### Records supplied
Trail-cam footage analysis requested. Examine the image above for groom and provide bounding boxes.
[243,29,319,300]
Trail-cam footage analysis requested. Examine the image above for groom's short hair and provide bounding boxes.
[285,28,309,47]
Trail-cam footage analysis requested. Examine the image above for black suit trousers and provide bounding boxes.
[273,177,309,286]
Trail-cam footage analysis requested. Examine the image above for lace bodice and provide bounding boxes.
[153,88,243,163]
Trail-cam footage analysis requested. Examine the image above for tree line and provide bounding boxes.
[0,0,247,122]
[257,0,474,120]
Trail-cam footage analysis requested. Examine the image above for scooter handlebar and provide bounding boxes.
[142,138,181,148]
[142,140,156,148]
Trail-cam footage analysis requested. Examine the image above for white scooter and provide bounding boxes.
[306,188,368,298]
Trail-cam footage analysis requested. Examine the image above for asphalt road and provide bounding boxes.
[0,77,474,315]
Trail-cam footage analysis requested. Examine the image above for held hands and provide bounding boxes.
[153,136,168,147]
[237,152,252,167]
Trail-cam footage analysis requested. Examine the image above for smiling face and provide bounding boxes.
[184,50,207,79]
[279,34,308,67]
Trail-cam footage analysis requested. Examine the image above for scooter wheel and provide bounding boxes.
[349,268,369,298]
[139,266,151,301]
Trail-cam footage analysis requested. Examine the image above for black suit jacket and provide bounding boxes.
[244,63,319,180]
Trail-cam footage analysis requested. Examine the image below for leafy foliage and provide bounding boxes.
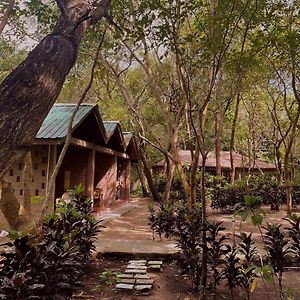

### What is required
Copy the records word for word, from the line containing "line and provide bounding boxes." through the end of the records, and leave the pictures out of your copy.

### Expected output
Trail-cam footage analysis requested. Examine the image above for tree line and provide bounding boxes.
[0,0,247,122]
[257,0,474,120]
Trail-cam footage analysis requested. Examine the image above for scooter handlebar and provide bounding boxes.
[142,138,181,148]
[142,140,156,148]
Trail-cam footage analysis requested. Examine the image above for white scooter and provide bounding boxes.
[306,188,368,298]
Trail-cam footage analysis requested. Examine the image above for asphalt road and provide bounding boxes.
[0,77,474,315]
Trail-cam footage analysis requested. Examine the image above for held hands and provide bounding boxes.
[153,136,168,147]
[237,152,252,167]
Trail-cam footage analysis requested. Examine the image above for smiling face and provide bounding boxes.
[184,50,207,79]
[279,34,308,67]
Trail-cam footage analysis requested. Examine the image above for scooter wheel and provide bounding boxes.
[349,268,369,298]
[139,266,151,301]
Trail-cam footage analysis requested. Examine the image above for black suit jacket and provide bounding boxes.
[244,63,319,180]
Trail-cam footage analysis requested. Examine the image below for leafy foliage and provide bounding boxes.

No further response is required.